> _Entries supplied_

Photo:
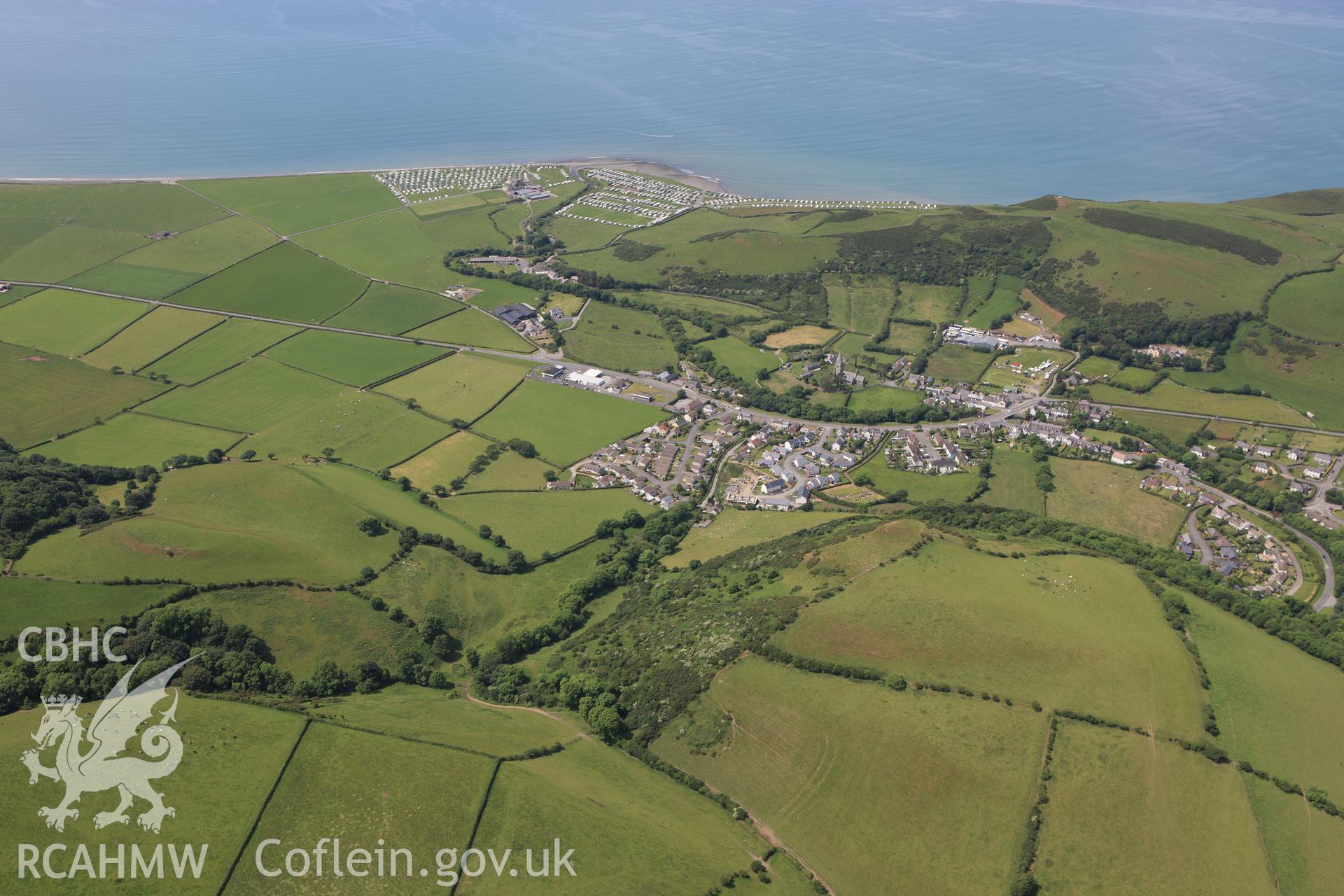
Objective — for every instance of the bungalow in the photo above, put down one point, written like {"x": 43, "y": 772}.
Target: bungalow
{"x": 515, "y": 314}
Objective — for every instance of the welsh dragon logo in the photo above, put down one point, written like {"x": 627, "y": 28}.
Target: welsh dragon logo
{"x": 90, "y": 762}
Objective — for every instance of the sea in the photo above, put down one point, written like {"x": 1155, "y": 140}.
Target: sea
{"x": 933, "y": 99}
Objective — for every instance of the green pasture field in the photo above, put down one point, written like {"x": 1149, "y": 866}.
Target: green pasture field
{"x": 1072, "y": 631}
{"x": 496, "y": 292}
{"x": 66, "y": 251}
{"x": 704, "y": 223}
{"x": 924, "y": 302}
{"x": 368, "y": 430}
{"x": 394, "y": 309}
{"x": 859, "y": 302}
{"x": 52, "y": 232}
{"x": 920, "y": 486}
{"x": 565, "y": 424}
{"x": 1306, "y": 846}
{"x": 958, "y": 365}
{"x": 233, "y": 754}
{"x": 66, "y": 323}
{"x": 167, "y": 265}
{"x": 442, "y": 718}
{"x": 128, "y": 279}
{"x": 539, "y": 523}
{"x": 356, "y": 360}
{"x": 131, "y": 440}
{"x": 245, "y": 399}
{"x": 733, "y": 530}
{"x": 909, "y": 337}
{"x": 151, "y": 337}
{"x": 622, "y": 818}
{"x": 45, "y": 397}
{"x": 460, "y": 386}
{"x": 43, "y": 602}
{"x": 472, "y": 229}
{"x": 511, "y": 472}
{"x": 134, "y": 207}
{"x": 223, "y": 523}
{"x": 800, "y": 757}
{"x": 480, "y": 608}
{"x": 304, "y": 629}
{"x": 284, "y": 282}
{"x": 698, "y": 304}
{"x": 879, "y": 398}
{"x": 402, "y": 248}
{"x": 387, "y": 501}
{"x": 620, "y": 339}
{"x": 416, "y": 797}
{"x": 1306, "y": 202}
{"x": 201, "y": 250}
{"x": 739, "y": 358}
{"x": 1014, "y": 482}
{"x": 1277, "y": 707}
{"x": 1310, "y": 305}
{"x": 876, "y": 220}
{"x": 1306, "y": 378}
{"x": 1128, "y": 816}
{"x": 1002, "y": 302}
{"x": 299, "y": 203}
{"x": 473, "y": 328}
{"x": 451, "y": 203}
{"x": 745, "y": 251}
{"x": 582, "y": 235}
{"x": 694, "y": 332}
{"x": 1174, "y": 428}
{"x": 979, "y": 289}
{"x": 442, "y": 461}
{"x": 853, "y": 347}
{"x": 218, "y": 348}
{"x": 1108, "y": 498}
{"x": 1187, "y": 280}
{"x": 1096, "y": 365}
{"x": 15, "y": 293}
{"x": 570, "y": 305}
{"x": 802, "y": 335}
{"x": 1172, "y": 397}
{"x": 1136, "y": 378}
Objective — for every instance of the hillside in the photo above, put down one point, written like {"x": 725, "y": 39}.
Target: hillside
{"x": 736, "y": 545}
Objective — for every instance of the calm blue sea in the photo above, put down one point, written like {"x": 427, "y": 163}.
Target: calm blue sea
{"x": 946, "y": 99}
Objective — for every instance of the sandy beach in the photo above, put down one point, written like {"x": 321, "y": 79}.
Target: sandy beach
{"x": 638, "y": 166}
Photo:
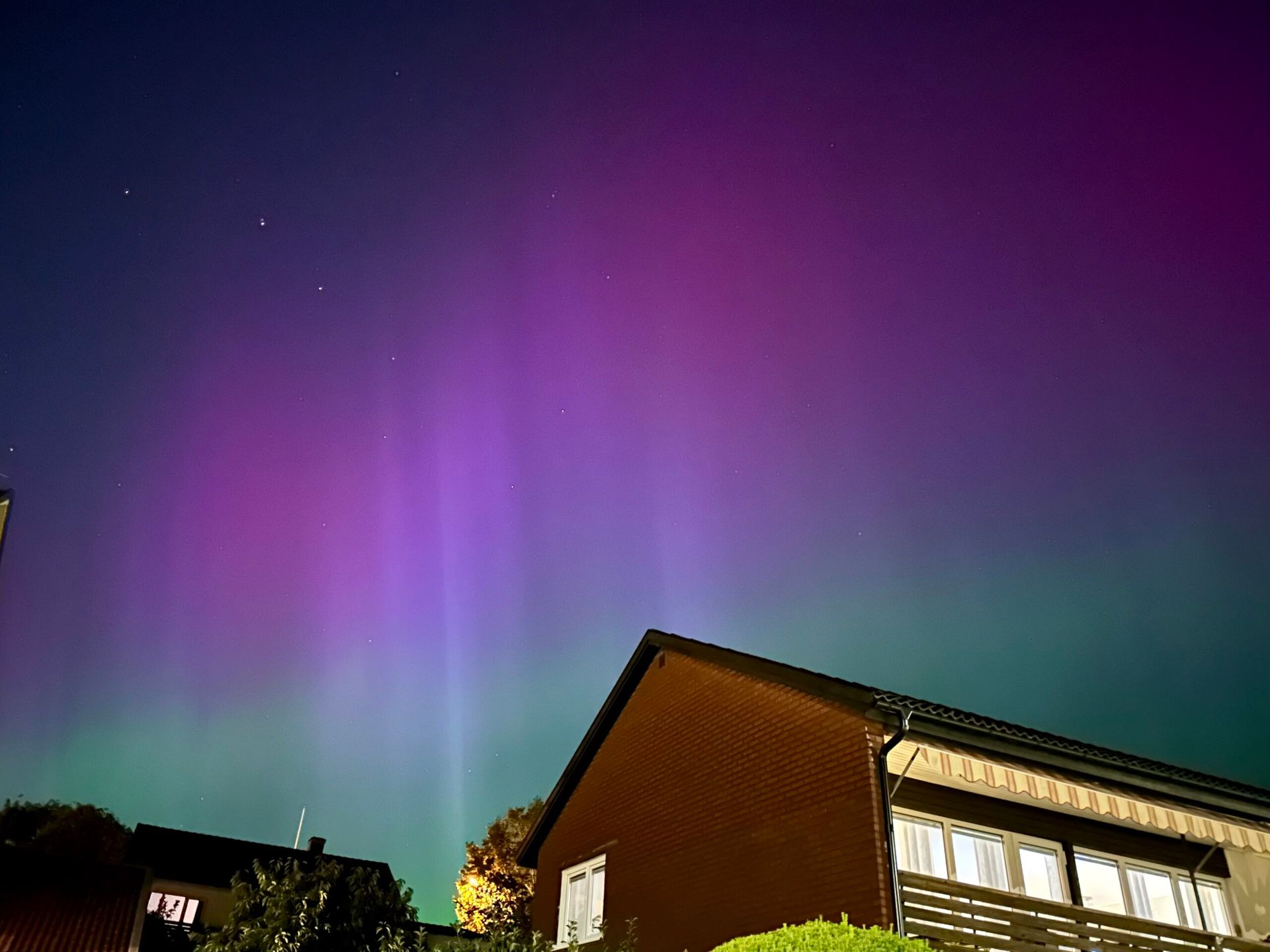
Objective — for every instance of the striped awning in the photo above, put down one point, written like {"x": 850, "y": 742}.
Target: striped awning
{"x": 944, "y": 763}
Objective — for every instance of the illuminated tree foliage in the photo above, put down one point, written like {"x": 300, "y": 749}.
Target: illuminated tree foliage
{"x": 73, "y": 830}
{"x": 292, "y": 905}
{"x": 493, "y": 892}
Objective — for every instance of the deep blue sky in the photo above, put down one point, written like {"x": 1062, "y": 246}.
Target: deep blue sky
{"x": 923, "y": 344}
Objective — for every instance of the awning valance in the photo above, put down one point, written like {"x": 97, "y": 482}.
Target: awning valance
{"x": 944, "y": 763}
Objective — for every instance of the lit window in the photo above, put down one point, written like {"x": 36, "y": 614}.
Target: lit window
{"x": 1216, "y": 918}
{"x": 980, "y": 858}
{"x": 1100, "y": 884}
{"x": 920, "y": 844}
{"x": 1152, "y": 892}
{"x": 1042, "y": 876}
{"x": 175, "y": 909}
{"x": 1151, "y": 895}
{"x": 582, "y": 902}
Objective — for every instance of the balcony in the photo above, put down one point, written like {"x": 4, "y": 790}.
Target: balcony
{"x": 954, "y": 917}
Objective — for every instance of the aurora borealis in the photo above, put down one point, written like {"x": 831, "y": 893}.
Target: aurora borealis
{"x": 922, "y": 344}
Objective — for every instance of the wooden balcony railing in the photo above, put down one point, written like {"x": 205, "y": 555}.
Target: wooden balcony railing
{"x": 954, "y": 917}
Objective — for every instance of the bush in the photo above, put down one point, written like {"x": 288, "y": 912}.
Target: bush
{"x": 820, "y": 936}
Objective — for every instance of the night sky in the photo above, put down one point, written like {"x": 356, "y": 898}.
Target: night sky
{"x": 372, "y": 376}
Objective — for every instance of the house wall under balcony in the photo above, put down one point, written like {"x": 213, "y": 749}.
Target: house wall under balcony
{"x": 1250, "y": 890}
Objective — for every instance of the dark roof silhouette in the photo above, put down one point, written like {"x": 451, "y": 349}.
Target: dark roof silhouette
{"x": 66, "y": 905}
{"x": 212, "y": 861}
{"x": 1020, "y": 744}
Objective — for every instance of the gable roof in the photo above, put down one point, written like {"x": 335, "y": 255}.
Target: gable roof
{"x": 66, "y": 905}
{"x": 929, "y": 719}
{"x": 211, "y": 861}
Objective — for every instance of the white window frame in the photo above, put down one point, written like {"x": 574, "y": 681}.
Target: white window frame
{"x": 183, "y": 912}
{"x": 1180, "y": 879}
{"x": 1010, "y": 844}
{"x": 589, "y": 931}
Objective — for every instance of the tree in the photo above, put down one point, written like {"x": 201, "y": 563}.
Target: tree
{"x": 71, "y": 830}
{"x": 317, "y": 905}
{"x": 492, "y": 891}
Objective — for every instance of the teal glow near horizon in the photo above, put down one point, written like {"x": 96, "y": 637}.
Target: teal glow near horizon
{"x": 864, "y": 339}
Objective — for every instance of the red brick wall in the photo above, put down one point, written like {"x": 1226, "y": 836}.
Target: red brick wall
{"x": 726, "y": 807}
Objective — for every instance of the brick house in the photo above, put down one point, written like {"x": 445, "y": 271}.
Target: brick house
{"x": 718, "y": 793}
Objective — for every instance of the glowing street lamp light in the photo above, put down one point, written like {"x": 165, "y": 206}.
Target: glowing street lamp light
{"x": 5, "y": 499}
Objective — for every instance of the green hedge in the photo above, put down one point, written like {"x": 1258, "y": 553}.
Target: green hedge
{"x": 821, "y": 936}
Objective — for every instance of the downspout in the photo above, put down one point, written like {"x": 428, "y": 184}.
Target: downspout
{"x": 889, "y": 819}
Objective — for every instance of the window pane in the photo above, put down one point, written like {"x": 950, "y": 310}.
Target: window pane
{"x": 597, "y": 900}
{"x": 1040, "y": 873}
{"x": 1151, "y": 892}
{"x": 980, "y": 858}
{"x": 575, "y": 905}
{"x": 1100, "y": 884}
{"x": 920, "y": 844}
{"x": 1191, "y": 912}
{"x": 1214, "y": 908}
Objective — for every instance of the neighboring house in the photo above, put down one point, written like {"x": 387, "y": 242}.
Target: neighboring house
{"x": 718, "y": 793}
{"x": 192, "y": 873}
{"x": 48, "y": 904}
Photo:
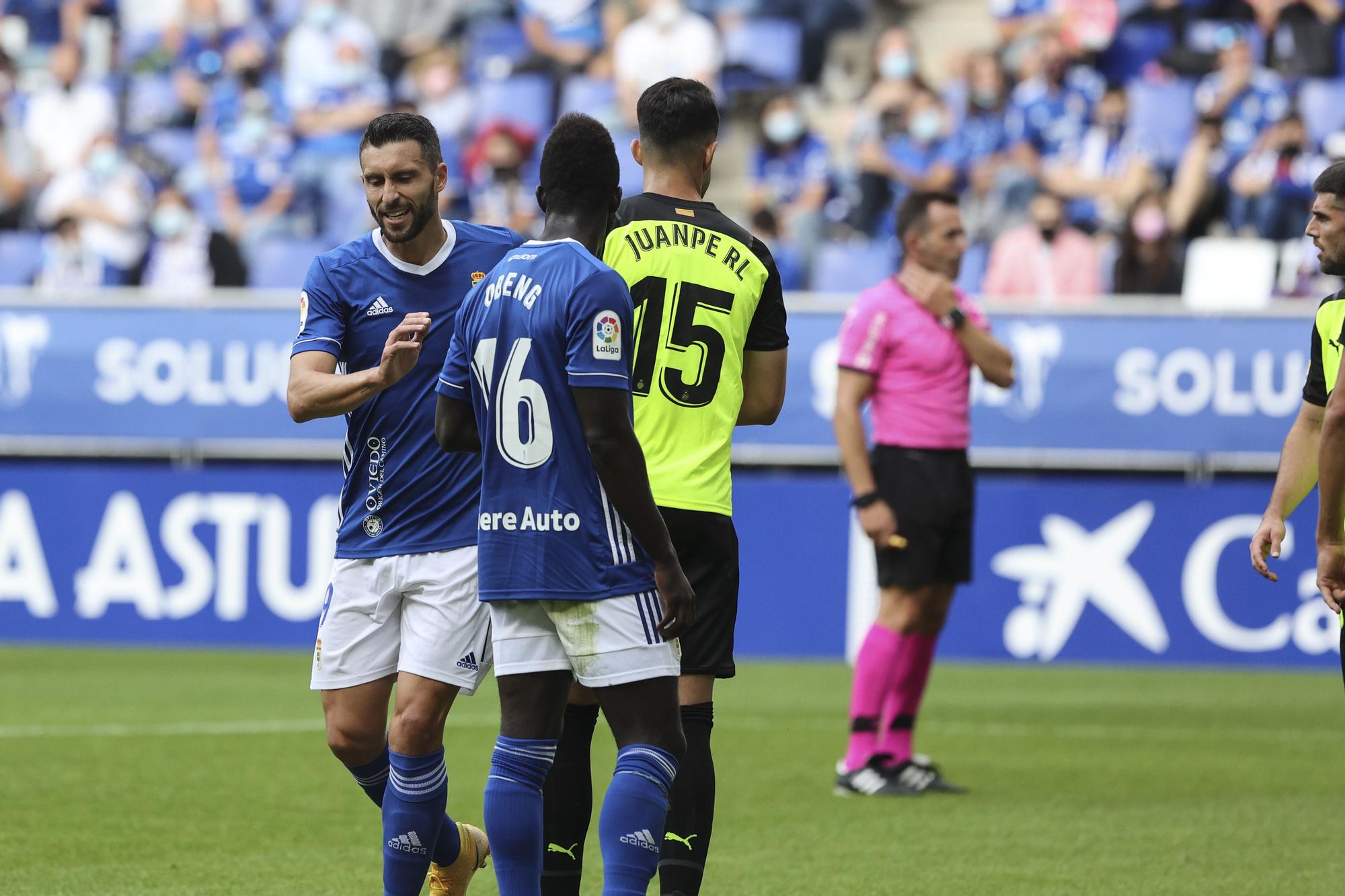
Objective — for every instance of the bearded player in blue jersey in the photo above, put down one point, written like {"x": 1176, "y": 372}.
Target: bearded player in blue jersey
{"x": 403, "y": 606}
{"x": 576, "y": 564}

> _What you need to do_
Retype the part of the items that opens with the line containing "Objective — for every instance of the neighboring" and runs through the end of the items, without the pictures.

> _Written answer_
Objective — for every instance of the neighboring house in the photo above, put down one point, written like {"x": 387, "y": 242}.
Target: neighboring house
{"x": 718, "y": 793}
{"x": 192, "y": 873}
{"x": 48, "y": 904}
Photo:
Objective — for every instance of the bearded player in blue jersey in the photo above, put down one point, written like {"x": 1176, "y": 372}.
Target: bearded player in blue jersey
{"x": 403, "y": 606}
{"x": 576, "y": 564}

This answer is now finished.